» **THE DATA**
^^^^^^^^^^^^^^^^

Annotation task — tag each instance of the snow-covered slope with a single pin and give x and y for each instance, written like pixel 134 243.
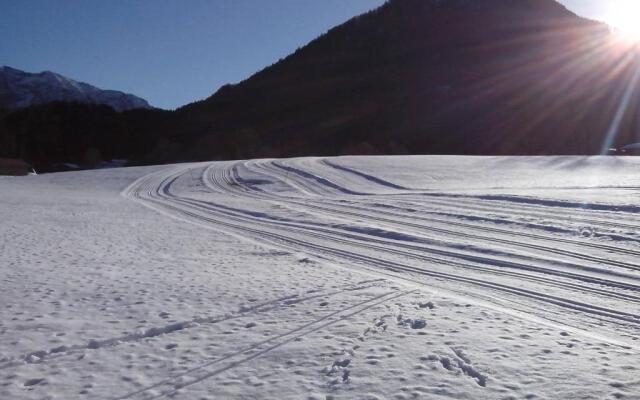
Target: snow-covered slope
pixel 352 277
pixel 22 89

^^^^^^^^^^^^^^^^

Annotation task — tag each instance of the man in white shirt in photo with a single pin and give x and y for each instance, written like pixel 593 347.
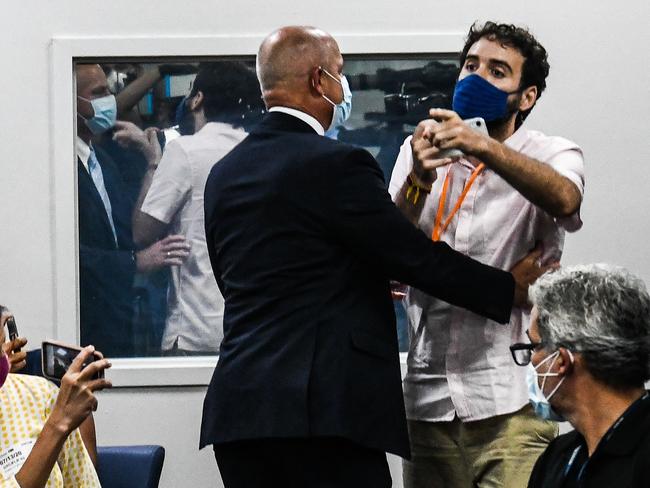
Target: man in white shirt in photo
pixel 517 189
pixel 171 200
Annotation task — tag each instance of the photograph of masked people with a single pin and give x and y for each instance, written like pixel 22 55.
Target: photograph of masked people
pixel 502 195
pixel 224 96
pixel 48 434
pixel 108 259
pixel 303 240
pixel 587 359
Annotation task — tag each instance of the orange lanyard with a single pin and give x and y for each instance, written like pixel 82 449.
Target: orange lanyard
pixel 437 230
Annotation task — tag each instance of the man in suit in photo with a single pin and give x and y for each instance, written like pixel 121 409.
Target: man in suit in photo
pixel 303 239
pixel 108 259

^^^^^^^^^^^^^^^^

» **GOAL OF THE EXERCISE**
Find each line in the records that includes the word "give". Report the total and nothing more.

» **OUTPUT**
5